Directions for this task — Repeat the part of the hepatitis text below from "Hepatitis B surface" to "weeks after infection.", word for word.
##### Exercise text
Hepatitis B surface antigen (HBsAg)

There are three forms of hepatitis:
  • Hepatitis A (Infectious Hepatitis)
  • Hepatitis B (Serum Hepatitis, Transfusion Hepatitis)
  • Non-A, Non-B Hepatitis

Hepatitis A:

  • Transmitted through close personal contact (oral or fecal)
  • Affects children and young adults more often
  • Is not associated with chronic hepatitis or a carrier status
  • Has an incubation period of 2-6 weeks, followed by an abrupt onset
  • Hepatitis A IgM will be elevated from 6-14 weeks after infection.

Hepatitis B:

  • Transmitted parenterally (drug injection or transfusion)
  • 10% become carriers
  • Has an incubation period of 6-26 weeks, followed by a gradual onset of symptoms and signs.
##########
##### Listed entries
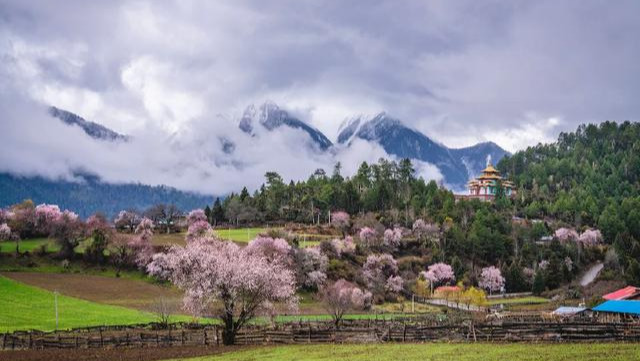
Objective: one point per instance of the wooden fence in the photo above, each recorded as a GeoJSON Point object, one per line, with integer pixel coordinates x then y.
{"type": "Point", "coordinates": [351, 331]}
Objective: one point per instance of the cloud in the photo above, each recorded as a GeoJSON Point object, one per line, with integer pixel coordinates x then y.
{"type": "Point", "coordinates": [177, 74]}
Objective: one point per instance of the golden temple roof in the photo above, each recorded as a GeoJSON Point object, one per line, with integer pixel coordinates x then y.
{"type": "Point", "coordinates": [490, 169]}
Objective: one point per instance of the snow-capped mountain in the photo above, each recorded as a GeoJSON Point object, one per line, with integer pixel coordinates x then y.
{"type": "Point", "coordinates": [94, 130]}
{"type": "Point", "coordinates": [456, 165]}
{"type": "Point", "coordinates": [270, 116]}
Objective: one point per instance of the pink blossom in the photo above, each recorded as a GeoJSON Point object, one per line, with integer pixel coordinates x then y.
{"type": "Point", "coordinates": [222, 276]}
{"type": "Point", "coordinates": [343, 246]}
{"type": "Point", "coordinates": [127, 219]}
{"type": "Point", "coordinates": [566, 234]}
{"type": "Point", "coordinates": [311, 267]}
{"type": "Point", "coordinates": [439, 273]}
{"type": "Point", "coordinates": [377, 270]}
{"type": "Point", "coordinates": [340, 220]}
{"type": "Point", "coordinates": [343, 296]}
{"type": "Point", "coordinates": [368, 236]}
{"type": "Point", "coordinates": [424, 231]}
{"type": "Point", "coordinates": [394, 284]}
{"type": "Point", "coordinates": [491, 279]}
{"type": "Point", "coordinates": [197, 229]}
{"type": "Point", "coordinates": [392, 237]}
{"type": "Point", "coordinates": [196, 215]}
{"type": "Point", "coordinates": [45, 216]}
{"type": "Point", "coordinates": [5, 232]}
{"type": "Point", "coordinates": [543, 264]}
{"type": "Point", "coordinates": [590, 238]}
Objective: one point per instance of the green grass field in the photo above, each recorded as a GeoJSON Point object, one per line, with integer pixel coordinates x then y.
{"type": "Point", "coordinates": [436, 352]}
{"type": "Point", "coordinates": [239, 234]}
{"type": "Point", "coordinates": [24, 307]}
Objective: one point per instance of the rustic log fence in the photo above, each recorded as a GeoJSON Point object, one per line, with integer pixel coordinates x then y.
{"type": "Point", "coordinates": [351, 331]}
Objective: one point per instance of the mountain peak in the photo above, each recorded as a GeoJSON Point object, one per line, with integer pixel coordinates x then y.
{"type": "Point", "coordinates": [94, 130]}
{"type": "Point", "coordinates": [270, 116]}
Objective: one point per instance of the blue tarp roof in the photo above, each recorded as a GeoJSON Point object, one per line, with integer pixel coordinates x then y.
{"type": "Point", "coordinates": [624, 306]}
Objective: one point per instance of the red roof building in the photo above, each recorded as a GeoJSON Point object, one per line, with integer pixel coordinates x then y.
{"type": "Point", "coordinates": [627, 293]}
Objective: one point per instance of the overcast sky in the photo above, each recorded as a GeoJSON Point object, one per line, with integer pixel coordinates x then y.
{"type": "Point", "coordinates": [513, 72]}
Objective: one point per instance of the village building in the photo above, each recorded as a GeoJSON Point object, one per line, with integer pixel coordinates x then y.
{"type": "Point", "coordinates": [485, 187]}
##########
##### Listed entries
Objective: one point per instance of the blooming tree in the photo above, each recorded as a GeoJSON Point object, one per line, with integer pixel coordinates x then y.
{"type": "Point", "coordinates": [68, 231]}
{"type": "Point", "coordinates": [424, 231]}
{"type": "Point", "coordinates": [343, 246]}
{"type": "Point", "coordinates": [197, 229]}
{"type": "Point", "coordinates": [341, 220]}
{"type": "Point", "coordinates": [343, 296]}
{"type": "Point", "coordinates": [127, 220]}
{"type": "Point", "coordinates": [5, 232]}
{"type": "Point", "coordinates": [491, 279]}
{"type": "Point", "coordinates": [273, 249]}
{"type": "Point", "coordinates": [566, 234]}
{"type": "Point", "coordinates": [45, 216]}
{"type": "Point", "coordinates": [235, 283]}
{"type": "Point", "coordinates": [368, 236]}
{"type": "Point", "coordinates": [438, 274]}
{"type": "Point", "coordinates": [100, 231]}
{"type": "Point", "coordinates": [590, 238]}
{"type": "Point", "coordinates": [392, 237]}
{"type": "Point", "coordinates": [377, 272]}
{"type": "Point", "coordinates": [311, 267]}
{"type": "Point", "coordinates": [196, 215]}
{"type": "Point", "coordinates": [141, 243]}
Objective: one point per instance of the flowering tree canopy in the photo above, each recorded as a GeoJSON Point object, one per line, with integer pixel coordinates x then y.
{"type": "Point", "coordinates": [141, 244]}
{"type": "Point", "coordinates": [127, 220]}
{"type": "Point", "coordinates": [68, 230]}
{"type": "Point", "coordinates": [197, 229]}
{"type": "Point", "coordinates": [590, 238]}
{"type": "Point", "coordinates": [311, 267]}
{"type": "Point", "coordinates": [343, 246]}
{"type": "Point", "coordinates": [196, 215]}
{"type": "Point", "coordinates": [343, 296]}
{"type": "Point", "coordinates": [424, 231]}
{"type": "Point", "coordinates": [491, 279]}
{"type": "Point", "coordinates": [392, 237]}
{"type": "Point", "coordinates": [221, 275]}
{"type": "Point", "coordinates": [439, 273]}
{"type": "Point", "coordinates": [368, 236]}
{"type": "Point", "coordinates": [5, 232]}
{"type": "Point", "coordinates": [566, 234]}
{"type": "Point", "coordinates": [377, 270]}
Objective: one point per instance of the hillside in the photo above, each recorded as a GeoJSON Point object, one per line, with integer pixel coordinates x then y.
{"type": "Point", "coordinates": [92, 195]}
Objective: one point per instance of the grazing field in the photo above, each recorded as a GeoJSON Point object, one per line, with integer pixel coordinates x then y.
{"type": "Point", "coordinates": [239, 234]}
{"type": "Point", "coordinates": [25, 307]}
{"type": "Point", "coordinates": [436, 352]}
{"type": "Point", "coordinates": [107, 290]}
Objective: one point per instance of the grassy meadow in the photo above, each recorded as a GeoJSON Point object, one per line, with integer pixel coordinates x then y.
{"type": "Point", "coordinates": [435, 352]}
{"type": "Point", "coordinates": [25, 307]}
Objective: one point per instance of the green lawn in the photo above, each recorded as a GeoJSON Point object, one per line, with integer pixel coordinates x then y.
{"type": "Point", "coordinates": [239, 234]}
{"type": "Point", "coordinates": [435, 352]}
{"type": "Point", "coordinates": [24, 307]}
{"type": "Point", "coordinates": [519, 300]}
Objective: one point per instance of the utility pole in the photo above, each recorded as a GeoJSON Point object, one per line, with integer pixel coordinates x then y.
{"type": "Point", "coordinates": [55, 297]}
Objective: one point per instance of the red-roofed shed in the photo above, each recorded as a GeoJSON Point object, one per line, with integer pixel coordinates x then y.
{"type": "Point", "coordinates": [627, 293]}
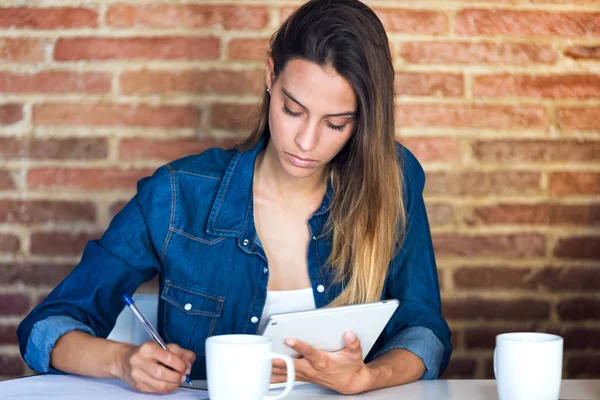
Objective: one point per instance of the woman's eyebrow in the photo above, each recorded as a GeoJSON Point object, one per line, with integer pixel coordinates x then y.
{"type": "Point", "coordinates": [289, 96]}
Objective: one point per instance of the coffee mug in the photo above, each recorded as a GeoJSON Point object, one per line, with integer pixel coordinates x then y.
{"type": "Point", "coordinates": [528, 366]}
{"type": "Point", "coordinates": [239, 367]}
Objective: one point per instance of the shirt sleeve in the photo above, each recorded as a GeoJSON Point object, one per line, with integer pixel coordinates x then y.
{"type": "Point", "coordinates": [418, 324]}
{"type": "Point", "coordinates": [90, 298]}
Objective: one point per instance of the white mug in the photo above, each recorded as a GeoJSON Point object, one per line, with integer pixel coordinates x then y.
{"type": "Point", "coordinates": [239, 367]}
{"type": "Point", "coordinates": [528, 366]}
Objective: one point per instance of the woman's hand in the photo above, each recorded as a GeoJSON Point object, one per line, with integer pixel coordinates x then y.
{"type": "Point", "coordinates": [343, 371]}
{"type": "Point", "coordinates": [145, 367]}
##########
Task output —
Hepatitis B surface antigen (HBsAg)

There are three forms of hepatitis:
  • Hepatitis A (Infectious Hepatitis)
  • Hepatitis B (Serum Hepatitis, Transfusion Hepatitis)
  • Non-A, Non-B Hepatitis

Hepatitis A:

  • Transmitted through close personal contact (oral or fecal)
  • Affects children and young adults more often
  • Is not associated with chronic hepatitis or a carrier status
  • Has an incubation period of 2-6 weeks, followed by an abrupt onset
  • Hepatitis A IgM will be elevated from 6-14 weeks after infection.